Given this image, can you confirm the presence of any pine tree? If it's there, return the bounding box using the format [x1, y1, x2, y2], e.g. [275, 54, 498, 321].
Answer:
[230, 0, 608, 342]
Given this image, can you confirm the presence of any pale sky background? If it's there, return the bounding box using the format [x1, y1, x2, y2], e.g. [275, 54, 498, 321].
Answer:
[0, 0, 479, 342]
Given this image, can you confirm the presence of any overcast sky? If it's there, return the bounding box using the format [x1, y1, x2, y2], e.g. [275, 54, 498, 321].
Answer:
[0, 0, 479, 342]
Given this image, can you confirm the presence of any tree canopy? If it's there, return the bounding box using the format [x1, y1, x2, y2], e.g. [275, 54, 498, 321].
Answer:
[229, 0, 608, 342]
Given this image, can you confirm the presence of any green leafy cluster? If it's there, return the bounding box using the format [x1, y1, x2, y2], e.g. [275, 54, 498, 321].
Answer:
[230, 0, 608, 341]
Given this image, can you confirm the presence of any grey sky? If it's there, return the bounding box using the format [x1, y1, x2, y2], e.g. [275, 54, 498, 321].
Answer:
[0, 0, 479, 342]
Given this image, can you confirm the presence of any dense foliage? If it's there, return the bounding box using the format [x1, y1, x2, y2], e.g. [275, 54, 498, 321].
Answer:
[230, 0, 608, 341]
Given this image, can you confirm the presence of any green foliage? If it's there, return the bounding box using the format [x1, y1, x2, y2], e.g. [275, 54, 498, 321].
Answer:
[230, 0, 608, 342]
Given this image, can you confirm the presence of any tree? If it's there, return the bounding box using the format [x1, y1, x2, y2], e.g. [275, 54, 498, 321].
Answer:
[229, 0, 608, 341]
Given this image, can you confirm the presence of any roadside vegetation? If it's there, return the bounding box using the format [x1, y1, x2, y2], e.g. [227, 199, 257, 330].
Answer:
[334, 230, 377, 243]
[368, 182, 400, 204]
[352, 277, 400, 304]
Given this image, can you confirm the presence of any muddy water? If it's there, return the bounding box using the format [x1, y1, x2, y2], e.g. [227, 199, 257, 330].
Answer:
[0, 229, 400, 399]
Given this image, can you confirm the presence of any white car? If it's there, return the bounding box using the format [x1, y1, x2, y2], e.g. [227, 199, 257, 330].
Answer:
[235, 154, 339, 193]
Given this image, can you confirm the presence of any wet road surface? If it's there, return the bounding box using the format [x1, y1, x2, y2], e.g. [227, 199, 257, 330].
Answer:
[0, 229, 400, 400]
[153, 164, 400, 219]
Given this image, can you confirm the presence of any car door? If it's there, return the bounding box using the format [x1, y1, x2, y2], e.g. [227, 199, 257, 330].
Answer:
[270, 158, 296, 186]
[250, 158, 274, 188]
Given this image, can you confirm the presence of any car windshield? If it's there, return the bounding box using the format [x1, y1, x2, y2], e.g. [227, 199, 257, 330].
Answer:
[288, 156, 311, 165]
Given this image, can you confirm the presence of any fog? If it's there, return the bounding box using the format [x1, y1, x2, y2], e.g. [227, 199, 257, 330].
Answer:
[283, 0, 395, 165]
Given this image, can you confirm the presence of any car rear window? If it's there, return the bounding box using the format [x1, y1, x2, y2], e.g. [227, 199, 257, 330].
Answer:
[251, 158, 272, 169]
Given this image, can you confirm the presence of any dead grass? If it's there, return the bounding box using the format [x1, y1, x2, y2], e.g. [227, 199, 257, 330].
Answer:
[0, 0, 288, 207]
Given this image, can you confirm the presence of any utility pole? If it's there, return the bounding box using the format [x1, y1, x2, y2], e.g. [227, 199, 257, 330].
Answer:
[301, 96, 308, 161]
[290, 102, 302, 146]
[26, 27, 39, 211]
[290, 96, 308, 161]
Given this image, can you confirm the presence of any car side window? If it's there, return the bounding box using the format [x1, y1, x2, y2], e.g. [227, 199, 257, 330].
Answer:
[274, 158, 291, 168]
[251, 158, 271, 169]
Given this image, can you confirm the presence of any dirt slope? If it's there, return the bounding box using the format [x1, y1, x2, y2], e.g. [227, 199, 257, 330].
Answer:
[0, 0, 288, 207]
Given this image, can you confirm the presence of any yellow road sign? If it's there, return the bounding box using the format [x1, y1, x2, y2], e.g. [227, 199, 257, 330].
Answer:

_____

INSTRUCTIONS TO FOLLOW:
Render all of the items above as a Markdown table with two columns, Row and Text. Number each row and leave out blank lines.

RESULT OF THIS EXERCISE:
| Row | Text |
|---|---|
| 1 | Given this image, can you confirm the presence of any pine tree? If it's there, return the bounding box using the format [x1, y1, x2, y2], e.g. [275, 54, 498, 321]. |
| 2 | Answer: |
| 3 | [230, 0, 608, 342] |
| 4 | Given this image, can you confirm the presence of any pale sky background? If it's there, return the bounding box using the format [x1, y1, x2, y2], e.g. [275, 54, 498, 321]. |
| 5 | Answer: |
| 6 | [0, 0, 479, 342] |
| 7 | Given this image, can you confirm the presence of any overcast sky? If it's there, return the bounding box using the format [x1, y1, x2, y2], e.g. [275, 54, 498, 321]. |
| 8 | Answer: |
| 9 | [0, 0, 479, 342] |
| 10 | Given this image, can you confirm the presence of any tree canopy? If it's there, return the bounding box using the format [x1, y1, x2, y2], e.g. [275, 54, 498, 321]. |
| 11 | Answer: |
| 12 | [229, 0, 608, 342] |
| 13 | Given this image, can you confirm the presence of any green leafy cluster? If it's there, return the bounding box using the format [x1, y1, x2, y2], e.g. [275, 54, 498, 321]. |
| 14 | Answer: |
| 15 | [230, 0, 608, 341] |
| 16 | Given this image, can you confirm the presence of any grey sky? If it's there, return the bounding box using the format [x1, y1, x2, y2], e.g. [275, 54, 498, 321]. |
| 17 | Answer: |
| 18 | [0, 0, 479, 342] |
| 19 | Given this image, can you confirm the presence of any dense foliage? If it's there, return the bounding box using the format [x1, y1, x2, y2], e.g. [275, 54, 498, 321]. |
| 20 | Answer: |
| 21 | [230, 0, 608, 341] |
| 22 | Given this image, can you confirm the presence of any green foliage? If it's there, return the bounding box using the format [x1, y1, x2, y2], e.g. [275, 54, 498, 321]. |
| 23 | Answer: |
| 24 | [230, 0, 608, 342] |
| 25 | Given this image, can you confirm the presence of any tree? If it's there, return the bounding box using the format [x1, y1, x2, y2], e.g. [275, 54, 498, 321]. |
| 26 | Answer: |
| 27 | [229, 0, 608, 341] |
| 28 | Given this image, can you confirm the presence of any roadside vegetation? If it's there, return the bounding box using the format [x1, y1, x2, y2], e.g. [227, 199, 257, 330]. |
| 29 | Answer: |
| 30 | [334, 230, 377, 243] |
| 31 | [368, 182, 400, 204] |
| 32 | [352, 277, 400, 304] |
| 33 | Given this image, can you confirm the presence of any muddy water? If it's there, return the bounding box using the format [x1, y1, x2, y2], e.g. [227, 199, 257, 330]. |
| 34 | Answer: |
| 35 | [0, 229, 400, 399] |
| 36 | Given this image, can you confirm the presence of any white car? If it's there, return the bounding box using the format [x1, y1, x2, y2], e.g. [227, 199, 257, 330]. |
| 37 | Answer: |
| 38 | [235, 154, 339, 193] |
| 39 | Given this image, can you confirm the presence of any wet road surface? If it's there, return the bounding box using the format [x1, y1, x2, y2], e.g. [227, 199, 257, 330]. |
| 40 | Answer: |
| 41 | [0, 229, 400, 400] |
| 42 | [153, 164, 400, 219] |
| 43 | Given this image, can you confirm the presence of any car door? If it's there, return the bounding box using the format [x1, y1, x2, y2], e.g. [227, 199, 257, 330]. |
| 44 | Answer: |
| 45 | [270, 158, 296, 186] |
| 46 | [250, 158, 274, 188] |
| 47 | Given this image, can you confirm the presence of any car windshield? If it's there, return the bounding box using the format [x1, y1, x2, y2], e.g. [227, 199, 257, 330]. |
| 48 | Answer: |
| 49 | [288, 156, 311, 165] |
| 50 | Given this image, can you confirm the presence of any fog? If it's there, return the bounding box using the format [x1, y1, x2, y2], e.g. [227, 199, 257, 330]. |
| 51 | Answer: |
| 52 | [283, 0, 395, 165] |
| 53 | Given this image, can you confirm the presence of any car rear window? If it's there, return the bounding box using the format [x1, y1, x2, y2], e.g. [227, 199, 257, 330]. |
| 54 | Answer: |
| 55 | [251, 158, 272, 169] |
| 56 | Given this image, can you confirm the presence of any dead grass? If it's there, return the bounding box using the format [x1, y1, x2, y2], e.g. [227, 199, 257, 330]. |
| 57 | Answer: |
| 58 | [0, 0, 288, 207] |
| 59 | Given this image, can you confirm the presence of any utility pole? If it's there, return the bounding box using the format [x1, y1, x2, y2], e.g. [227, 199, 257, 330]. |
| 60 | Answer: |
| 61 | [301, 96, 308, 161] |
| 62 | [290, 102, 302, 146] |
| 63 | [26, 27, 39, 211] |
| 64 | [290, 96, 308, 161] |
| 65 | Given this image, can you confirm the presence of any car side window? If it's there, return the bounding box using the format [x1, y1, x2, y2], e.g. [227, 199, 257, 330]. |
| 66 | Answer: |
| 67 | [274, 158, 291, 168] |
| 68 | [251, 158, 271, 169] |
| 69 | Given this image, can you confirm the presence of any dirt slope? If it's there, return the bounding box using the format [x1, y1, x2, y2], e.g. [227, 199, 257, 330]. |
| 70 | Answer: |
| 71 | [0, 0, 288, 207] |
| 72 | Given this image, can you confirm the presence of any yellow road sign? If it's there, return the bounding box using the format [x1, y1, x2, y2], e.g. [227, 199, 257, 330]. |
| 73 | Answer: |